[Records taken from a collection]
>> begin

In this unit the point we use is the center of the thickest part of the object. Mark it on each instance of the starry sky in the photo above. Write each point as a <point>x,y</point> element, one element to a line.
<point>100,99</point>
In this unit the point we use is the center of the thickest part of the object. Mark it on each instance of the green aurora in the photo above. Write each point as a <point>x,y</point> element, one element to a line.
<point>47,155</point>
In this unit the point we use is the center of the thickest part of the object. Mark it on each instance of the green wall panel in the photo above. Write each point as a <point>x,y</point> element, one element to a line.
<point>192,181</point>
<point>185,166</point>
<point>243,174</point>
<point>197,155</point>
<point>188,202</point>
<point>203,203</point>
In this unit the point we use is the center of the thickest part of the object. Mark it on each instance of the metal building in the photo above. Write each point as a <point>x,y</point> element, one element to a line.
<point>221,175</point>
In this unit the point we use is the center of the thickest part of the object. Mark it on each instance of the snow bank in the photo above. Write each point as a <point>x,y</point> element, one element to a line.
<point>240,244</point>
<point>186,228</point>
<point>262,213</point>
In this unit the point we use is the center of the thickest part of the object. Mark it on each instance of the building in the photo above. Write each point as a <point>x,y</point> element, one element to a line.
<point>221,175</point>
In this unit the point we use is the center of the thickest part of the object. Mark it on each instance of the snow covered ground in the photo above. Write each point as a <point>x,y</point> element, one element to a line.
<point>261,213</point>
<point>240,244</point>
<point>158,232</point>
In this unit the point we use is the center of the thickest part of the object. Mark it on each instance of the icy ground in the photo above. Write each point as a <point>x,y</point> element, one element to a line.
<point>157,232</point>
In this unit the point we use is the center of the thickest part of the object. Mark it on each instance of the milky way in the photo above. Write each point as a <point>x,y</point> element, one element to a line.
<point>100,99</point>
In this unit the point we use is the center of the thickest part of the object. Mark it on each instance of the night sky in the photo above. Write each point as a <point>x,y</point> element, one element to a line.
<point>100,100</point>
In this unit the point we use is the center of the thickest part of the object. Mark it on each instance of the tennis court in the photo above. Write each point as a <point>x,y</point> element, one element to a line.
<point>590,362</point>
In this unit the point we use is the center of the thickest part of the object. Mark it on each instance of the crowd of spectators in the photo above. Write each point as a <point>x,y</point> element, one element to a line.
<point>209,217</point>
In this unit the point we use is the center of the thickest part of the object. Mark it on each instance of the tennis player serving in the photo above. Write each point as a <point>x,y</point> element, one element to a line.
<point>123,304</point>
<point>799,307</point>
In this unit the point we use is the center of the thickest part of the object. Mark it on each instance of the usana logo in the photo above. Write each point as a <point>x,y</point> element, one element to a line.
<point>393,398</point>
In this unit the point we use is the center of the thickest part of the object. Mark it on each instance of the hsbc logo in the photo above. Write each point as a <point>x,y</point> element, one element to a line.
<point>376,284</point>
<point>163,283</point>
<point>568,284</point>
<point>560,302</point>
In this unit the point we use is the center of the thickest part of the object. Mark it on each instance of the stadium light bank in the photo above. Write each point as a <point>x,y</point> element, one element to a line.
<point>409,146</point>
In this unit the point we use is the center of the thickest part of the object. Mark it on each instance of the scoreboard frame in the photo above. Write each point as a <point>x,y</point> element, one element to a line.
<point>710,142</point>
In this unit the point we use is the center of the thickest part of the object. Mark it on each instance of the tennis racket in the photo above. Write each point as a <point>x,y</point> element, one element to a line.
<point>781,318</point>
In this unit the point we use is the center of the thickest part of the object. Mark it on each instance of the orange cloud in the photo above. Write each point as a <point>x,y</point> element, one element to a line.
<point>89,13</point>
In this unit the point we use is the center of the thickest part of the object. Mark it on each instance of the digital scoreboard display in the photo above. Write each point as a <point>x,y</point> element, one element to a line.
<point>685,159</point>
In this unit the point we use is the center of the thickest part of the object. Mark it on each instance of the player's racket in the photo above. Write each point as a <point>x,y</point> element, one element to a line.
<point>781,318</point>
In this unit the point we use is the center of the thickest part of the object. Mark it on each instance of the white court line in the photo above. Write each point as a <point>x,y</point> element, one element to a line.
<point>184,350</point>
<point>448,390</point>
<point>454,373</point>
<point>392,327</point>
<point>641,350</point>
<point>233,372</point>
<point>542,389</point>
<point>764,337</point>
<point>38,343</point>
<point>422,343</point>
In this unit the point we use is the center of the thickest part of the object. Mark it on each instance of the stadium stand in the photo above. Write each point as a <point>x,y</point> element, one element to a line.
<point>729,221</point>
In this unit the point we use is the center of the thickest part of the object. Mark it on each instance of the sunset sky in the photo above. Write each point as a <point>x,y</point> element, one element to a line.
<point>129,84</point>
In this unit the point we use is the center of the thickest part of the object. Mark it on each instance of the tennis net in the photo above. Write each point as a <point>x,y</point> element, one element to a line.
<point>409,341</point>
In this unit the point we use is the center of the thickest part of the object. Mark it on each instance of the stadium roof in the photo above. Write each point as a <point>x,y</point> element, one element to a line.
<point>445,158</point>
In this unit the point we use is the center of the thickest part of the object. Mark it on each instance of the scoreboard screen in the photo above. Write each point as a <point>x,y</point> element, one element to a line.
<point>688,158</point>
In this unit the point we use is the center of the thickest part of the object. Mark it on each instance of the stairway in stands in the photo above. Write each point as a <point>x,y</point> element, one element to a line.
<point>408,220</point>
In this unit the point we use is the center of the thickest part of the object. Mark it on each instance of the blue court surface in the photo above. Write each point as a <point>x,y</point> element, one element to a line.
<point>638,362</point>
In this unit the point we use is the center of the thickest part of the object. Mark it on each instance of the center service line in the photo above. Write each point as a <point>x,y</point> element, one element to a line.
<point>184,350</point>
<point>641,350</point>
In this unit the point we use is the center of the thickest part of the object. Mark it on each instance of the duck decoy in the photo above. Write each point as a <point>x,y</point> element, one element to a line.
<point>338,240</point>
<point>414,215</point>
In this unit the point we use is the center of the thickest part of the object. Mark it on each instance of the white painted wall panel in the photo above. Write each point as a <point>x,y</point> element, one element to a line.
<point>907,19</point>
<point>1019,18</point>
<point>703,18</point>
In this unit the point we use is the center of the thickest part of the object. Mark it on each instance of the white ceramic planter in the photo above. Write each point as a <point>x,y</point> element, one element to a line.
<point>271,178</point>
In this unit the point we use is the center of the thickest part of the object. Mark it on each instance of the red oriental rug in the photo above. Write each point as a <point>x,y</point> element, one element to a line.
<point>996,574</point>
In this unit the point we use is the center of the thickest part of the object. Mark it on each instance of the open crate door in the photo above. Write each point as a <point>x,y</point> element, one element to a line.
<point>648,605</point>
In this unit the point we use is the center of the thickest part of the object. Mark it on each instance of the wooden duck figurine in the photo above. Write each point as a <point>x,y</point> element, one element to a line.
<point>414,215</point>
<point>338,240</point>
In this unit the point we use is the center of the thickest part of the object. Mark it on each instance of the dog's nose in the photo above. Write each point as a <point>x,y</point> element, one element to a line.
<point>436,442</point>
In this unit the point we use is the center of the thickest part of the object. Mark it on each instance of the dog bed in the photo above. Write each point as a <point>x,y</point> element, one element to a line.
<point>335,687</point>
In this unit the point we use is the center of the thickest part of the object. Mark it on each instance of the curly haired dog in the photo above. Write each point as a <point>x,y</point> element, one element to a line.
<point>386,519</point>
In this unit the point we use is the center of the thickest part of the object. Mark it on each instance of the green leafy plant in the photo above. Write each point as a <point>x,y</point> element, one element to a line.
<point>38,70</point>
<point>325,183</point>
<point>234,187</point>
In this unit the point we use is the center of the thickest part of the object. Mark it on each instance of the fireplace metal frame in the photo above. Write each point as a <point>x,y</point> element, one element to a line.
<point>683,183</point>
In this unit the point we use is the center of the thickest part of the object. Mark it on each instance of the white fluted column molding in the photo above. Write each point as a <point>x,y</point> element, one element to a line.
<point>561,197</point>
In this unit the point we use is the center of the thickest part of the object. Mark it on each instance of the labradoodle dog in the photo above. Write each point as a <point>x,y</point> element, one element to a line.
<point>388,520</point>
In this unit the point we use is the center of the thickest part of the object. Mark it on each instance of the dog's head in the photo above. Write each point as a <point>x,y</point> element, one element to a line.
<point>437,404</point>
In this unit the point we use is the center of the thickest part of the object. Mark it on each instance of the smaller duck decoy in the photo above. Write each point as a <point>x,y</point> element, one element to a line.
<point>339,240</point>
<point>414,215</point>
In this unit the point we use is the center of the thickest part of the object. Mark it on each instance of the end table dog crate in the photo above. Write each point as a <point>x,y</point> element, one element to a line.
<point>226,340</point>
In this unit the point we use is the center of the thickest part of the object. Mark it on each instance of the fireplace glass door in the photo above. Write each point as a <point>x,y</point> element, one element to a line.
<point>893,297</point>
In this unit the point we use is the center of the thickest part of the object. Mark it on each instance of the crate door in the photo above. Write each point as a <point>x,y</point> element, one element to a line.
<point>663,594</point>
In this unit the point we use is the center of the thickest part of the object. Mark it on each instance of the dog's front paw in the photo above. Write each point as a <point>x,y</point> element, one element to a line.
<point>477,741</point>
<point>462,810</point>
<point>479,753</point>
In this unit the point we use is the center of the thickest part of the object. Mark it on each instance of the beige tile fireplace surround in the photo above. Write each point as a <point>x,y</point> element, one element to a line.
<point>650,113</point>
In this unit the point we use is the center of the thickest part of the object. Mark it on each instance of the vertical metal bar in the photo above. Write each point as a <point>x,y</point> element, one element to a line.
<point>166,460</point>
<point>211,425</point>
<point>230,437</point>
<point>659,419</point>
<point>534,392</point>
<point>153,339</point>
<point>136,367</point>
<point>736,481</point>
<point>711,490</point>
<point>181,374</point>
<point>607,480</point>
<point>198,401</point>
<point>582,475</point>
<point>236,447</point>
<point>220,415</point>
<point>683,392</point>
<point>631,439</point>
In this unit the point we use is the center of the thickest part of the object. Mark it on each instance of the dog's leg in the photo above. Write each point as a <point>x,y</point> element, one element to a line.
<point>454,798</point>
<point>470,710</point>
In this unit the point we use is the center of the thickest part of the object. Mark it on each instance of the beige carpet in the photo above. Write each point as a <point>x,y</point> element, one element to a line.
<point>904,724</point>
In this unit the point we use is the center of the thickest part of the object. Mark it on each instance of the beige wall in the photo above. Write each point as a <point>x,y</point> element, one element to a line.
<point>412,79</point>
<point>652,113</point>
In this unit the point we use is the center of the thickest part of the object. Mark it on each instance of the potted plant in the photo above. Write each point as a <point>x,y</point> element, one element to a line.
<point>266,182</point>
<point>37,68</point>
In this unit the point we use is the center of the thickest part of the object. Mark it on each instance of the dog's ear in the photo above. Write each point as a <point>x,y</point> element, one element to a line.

>> end

§ TASK BRIEF
Please format the stretch of the records from the line containing "the stadium light" through the line containing "<point>409,146</point>" as a JSON list of strings, one string per line, leaving out blank lines.

§ EXPECTED OUTPUT
[
  "In this unit the point we use is the center of the thickest part of the object. Mark it on each instance of the stadium light bank in the photo above. Write each point as a <point>x,y</point> element, one element to a line.",
  "<point>409,146</point>"
]